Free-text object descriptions
+---+

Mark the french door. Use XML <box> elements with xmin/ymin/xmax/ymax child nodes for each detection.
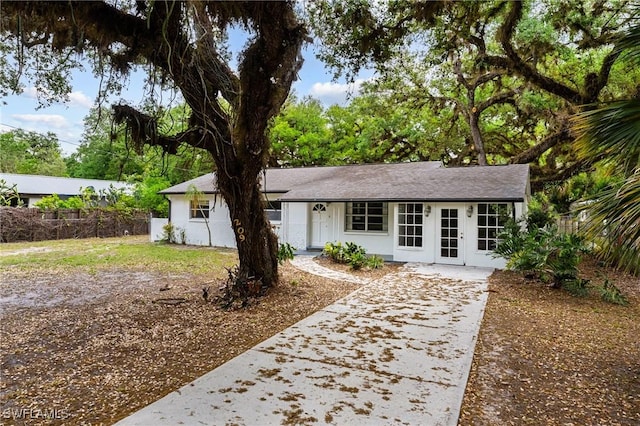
<box><xmin>436</xmin><ymin>206</ymin><xmax>464</xmax><ymax>265</ymax></box>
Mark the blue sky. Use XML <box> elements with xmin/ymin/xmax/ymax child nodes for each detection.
<box><xmin>0</xmin><ymin>32</ymin><xmax>370</xmax><ymax>155</ymax></box>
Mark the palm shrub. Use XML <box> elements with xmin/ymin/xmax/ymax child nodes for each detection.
<box><xmin>495</xmin><ymin>213</ymin><xmax>591</xmax><ymax>292</ymax></box>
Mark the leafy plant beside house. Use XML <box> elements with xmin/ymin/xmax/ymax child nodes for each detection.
<box><xmin>494</xmin><ymin>207</ymin><xmax>630</xmax><ymax>303</ymax></box>
<box><xmin>0</xmin><ymin>179</ymin><xmax>22</xmax><ymax>207</ymax></box>
<box><xmin>323</xmin><ymin>241</ymin><xmax>384</xmax><ymax>270</ymax></box>
<box><xmin>277</xmin><ymin>243</ymin><xmax>296</xmax><ymax>264</ymax></box>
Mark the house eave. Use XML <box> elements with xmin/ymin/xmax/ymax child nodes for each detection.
<box><xmin>278</xmin><ymin>197</ymin><xmax>526</xmax><ymax>203</ymax></box>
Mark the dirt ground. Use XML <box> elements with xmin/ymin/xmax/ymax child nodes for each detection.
<box><xmin>1</xmin><ymin>241</ymin><xmax>638</xmax><ymax>425</ymax></box>
<box><xmin>0</xmin><ymin>254</ymin><xmax>363</xmax><ymax>425</ymax></box>
<box><xmin>459</xmin><ymin>257</ymin><xmax>640</xmax><ymax>425</ymax></box>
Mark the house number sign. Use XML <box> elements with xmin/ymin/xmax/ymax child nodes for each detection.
<box><xmin>233</xmin><ymin>219</ymin><xmax>246</xmax><ymax>242</ymax></box>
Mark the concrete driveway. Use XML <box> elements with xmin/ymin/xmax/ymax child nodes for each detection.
<box><xmin>116</xmin><ymin>259</ymin><xmax>492</xmax><ymax>426</ymax></box>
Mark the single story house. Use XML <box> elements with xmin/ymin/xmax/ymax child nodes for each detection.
<box><xmin>0</xmin><ymin>173</ymin><xmax>132</xmax><ymax>207</ymax></box>
<box><xmin>154</xmin><ymin>161</ymin><xmax>530</xmax><ymax>268</ymax></box>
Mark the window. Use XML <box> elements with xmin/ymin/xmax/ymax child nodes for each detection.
<box><xmin>346</xmin><ymin>202</ymin><xmax>388</xmax><ymax>232</ymax></box>
<box><xmin>398</xmin><ymin>203</ymin><xmax>423</xmax><ymax>247</ymax></box>
<box><xmin>190</xmin><ymin>200</ymin><xmax>210</xmax><ymax>219</ymax></box>
<box><xmin>265</xmin><ymin>200</ymin><xmax>282</xmax><ymax>222</ymax></box>
<box><xmin>477</xmin><ymin>203</ymin><xmax>510</xmax><ymax>251</ymax></box>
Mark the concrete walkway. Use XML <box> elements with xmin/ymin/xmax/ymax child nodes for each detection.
<box><xmin>116</xmin><ymin>259</ymin><xmax>492</xmax><ymax>426</ymax></box>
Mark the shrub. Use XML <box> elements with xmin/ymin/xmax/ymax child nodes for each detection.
<box><xmin>596</xmin><ymin>278</ymin><xmax>628</xmax><ymax>306</ymax></box>
<box><xmin>216</xmin><ymin>265</ymin><xmax>263</xmax><ymax>310</ymax></box>
<box><xmin>563</xmin><ymin>278</ymin><xmax>591</xmax><ymax>297</ymax></box>
<box><xmin>495</xmin><ymin>210</ymin><xmax>591</xmax><ymax>293</ymax></box>
<box><xmin>366</xmin><ymin>255</ymin><xmax>384</xmax><ymax>269</ymax></box>
<box><xmin>323</xmin><ymin>241</ymin><xmax>382</xmax><ymax>270</ymax></box>
<box><xmin>160</xmin><ymin>222</ymin><xmax>185</xmax><ymax>244</ymax></box>
<box><xmin>160</xmin><ymin>222</ymin><xmax>175</xmax><ymax>243</ymax></box>
<box><xmin>277</xmin><ymin>242</ymin><xmax>296</xmax><ymax>264</ymax></box>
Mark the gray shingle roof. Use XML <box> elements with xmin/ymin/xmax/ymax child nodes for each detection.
<box><xmin>160</xmin><ymin>162</ymin><xmax>530</xmax><ymax>202</ymax></box>
<box><xmin>0</xmin><ymin>173</ymin><xmax>132</xmax><ymax>197</ymax></box>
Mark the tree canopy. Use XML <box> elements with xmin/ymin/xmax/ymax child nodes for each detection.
<box><xmin>310</xmin><ymin>0</ymin><xmax>640</xmax><ymax>188</ymax></box>
<box><xmin>1</xmin><ymin>0</ymin><xmax>309</xmax><ymax>288</ymax></box>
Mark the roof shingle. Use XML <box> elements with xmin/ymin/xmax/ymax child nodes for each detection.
<box><xmin>160</xmin><ymin>162</ymin><xmax>530</xmax><ymax>202</ymax></box>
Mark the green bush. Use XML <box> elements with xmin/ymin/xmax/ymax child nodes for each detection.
<box><xmin>596</xmin><ymin>278</ymin><xmax>628</xmax><ymax>306</ymax></box>
<box><xmin>366</xmin><ymin>255</ymin><xmax>384</xmax><ymax>269</ymax></box>
<box><xmin>563</xmin><ymin>278</ymin><xmax>591</xmax><ymax>297</ymax></box>
<box><xmin>495</xmin><ymin>206</ymin><xmax>591</xmax><ymax>294</ymax></box>
<box><xmin>323</xmin><ymin>241</ymin><xmax>383</xmax><ymax>270</ymax></box>
<box><xmin>277</xmin><ymin>242</ymin><xmax>296</xmax><ymax>264</ymax></box>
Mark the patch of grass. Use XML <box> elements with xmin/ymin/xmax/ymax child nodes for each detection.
<box><xmin>0</xmin><ymin>236</ymin><xmax>237</xmax><ymax>274</ymax></box>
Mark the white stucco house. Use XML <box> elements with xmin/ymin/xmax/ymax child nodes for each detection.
<box><xmin>152</xmin><ymin>161</ymin><xmax>530</xmax><ymax>268</ymax></box>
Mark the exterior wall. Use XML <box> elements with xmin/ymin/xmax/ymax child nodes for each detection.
<box><xmin>150</xmin><ymin>218</ymin><xmax>169</xmax><ymax>241</ymax></box>
<box><xmin>164</xmin><ymin>193</ymin><xmax>286</xmax><ymax>248</ymax></box>
<box><xmin>164</xmin><ymin>194</ymin><xmax>236</xmax><ymax>247</ymax></box>
<box><xmin>327</xmin><ymin>202</ymin><xmax>395</xmax><ymax>256</ymax></box>
<box><xmin>161</xmin><ymin>195</ymin><xmax>527</xmax><ymax>270</ymax></box>
<box><xmin>281</xmin><ymin>202</ymin><xmax>308</xmax><ymax>250</ymax></box>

+---+

▶ [THE TASK]:
Your reply should consist of the data, transcribed exactly, and should hold no pictures.

▶ [WRITTEN RESPONSE]:
Mark the french door. Use XML <box> elements with xmin/ymin/xmax/ymax child nodes for each detection.
<box><xmin>436</xmin><ymin>206</ymin><xmax>464</xmax><ymax>265</ymax></box>
Mark the blue sky. Use XML <box> elements with xmin/ymin/xmax/ymax child nodes for each detection.
<box><xmin>0</xmin><ymin>32</ymin><xmax>370</xmax><ymax>155</ymax></box>
Mark the palm shrub. Use XML <box> elements with xmin/ymin/xmax/ymax child nodes for each detection.
<box><xmin>495</xmin><ymin>213</ymin><xmax>591</xmax><ymax>292</ymax></box>
Mark the leafy plant beside house. Use XML <box> elements with xmin/ymin/xmax/ymax child nodes for each detection.
<box><xmin>494</xmin><ymin>207</ymin><xmax>630</xmax><ymax>303</ymax></box>
<box><xmin>0</xmin><ymin>179</ymin><xmax>22</xmax><ymax>207</ymax></box>
<box><xmin>323</xmin><ymin>241</ymin><xmax>384</xmax><ymax>270</ymax></box>
<box><xmin>277</xmin><ymin>243</ymin><xmax>296</xmax><ymax>264</ymax></box>
Mark the house eave. Use XML <box> elements with xmin/ymin/xmax/ymax child nodes for each detection.
<box><xmin>278</xmin><ymin>197</ymin><xmax>526</xmax><ymax>203</ymax></box>
Mark the dirt ground. Use XML <box> elements with xmin/ymin/xmax/ymax child nodes for each detection.
<box><xmin>1</xmin><ymin>241</ymin><xmax>638</xmax><ymax>425</ymax></box>
<box><xmin>0</xmin><ymin>254</ymin><xmax>363</xmax><ymax>425</ymax></box>
<box><xmin>459</xmin><ymin>257</ymin><xmax>640</xmax><ymax>425</ymax></box>
Mark the house number sign. Use XML <box> elements with xmin/ymin/xmax/ymax child nodes for each detection.
<box><xmin>233</xmin><ymin>219</ymin><xmax>246</xmax><ymax>242</ymax></box>
Mark the concrete driveway. Use XML <box> elements with xmin/ymin/xmax/ymax child nodes for each detection.
<box><xmin>116</xmin><ymin>259</ymin><xmax>492</xmax><ymax>426</ymax></box>
Mark the single story house. Use XML <box> elements with xmin/ymin/xmax/ymax child nodes for each detection.
<box><xmin>0</xmin><ymin>173</ymin><xmax>132</xmax><ymax>207</ymax></box>
<box><xmin>154</xmin><ymin>161</ymin><xmax>530</xmax><ymax>268</ymax></box>
Mark the window. Use XML <box> elements with xmin/ymin/xmax/ymax child nodes for each detection.
<box><xmin>346</xmin><ymin>202</ymin><xmax>388</xmax><ymax>232</ymax></box>
<box><xmin>398</xmin><ymin>203</ymin><xmax>423</xmax><ymax>247</ymax></box>
<box><xmin>190</xmin><ymin>200</ymin><xmax>210</xmax><ymax>219</ymax></box>
<box><xmin>265</xmin><ymin>200</ymin><xmax>282</xmax><ymax>222</ymax></box>
<box><xmin>477</xmin><ymin>203</ymin><xmax>510</xmax><ymax>251</ymax></box>
Mark the concrete walkway. Use XML <box> elements with xmin/ymin/xmax/ymax child nodes for each detection.
<box><xmin>116</xmin><ymin>259</ymin><xmax>492</xmax><ymax>426</ymax></box>
Mark the shrub. Use XML <box> elements with xmin/ymin/xmax/ymax child nodes for each detection.
<box><xmin>596</xmin><ymin>278</ymin><xmax>628</xmax><ymax>306</ymax></box>
<box><xmin>216</xmin><ymin>265</ymin><xmax>263</xmax><ymax>310</ymax></box>
<box><xmin>563</xmin><ymin>278</ymin><xmax>591</xmax><ymax>297</ymax></box>
<box><xmin>495</xmin><ymin>210</ymin><xmax>591</xmax><ymax>293</ymax></box>
<box><xmin>366</xmin><ymin>255</ymin><xmax>384</xmax><ymax>269</ymax></box>
<box><xmin>323</xmin><ymin>241</ymin><xmax>382</xmax><ymax>270</ymax></box>
<box><xmin>160</xmin><ymin>222</ymin><xmax>185</xmax><ymax>244</ymax></box>
<box><xmin>160</xmin><ymin>222</ymin><xmax>175</xmax><ymax>243</ymax></box>
<box><xmin>277</xmin><ymin>242</ymin><xmax>296</xmax><ymax>264</ymax></box>
Mark the gray shingle roof. Use XML <box> elements with xmin/ymin/xmax/ymax child nodes for each detection.
<box><xmin>160</xmin><ymin>162</ymin><xmax>530</xmax><ymax>202</ymax></box>
<box><xmin>0</xmin><ymin>173</ymin><xmax>132</xmax><ymax>197</ymax></box>
Mark the tree canopy. Use XML <box> elements with xmin/ymin/xmax/ymax child nodes for each detection.
<box><xmin>310</xmin><ymin>0</ymin><xmax>640</xmax><ymax>188</ymax></box>
<box><xmin>1</xmin><ymin>0</ymin><xmax>309</xmax><ymax>288</ymax></box>
Mark the roof shingle. Use XML <box> elements with xmin/ymin/xmax/ymax child nodes for each detection.
<box><xmin>160</xmin><ymin>162</ymin><xmax>530</xmax><ymax>202</ymax></box>
Mark the green bush. Use XML <box> elements with xmin/ymin/xmax/ymax child nodes for each detection.
<box><xmin>596</xmin><ymin>278</ymin><xmax>628</xmax><ymax>306</ymax></box>
<box><xmin>366</xmin><ymin>255</ymin><xmax>384</xmax><ymax>269</ymax></box>
<box><xmin>563</xmin><ymin>278</ymin><xmax>591</xmax><ymax>297</ymax></box>
<box><xmin>495</xmin><ymin>206</ymin><xmax>591</xmax><ymax>294</ymax></box>
<box><xmin>323</xmin><ymin>241</ymin><xmax>383</xmax><ymax>270</ymax></box>
<box><xmin>277</xmin><ymin>242</ymin><xmax>296</xmax><ymax>264</ymax></box>
Mark the patch of grass. Use XML <box> elements with xmin/ymin/xmax/ymax child nodes for each detection.
<box><xmin>0</xmin><ymin>236</ymin><xmax>237</xmax><ymax>274</ymax></box>
Mark the white stucco house. Use XML <box> elements with xmin/ymin/xmax/ymax child nodes for each detection.
<box><xmin>152</xmin><ymin>161</ymin><xmax>530</xmax><ymax>268</ymax></box>
Mark the exterior wall. Use XML <box> elements with xmin/ymin/xmax/ymax child nodes for each detection.
<box><xmin>150</xmin><ymin>218</ymin><xmax>169</xmax><ymax>241</ymax></box>
<box><xmin>164</xmin><ymin>193</ymin><xmax>286</xmax><ymax>248</ymax></box>
<box><xmin>164</xmin><ymin>194</ymin><xmax>236</xmax><ymax>247</ymax></box>
<box><xmin>327</xmin><ymin>202</ymin><xmax>395</xmax><ymax>256</ymax></box>
<box><xmin>161</xmin><ymin>195</ymin><xmax>527</xmax><ymax>270</ymax></box>
<box><xmin>281</xmin><ymin>202</ymin><xmax>308</xmax><ymax>250</ymax></box>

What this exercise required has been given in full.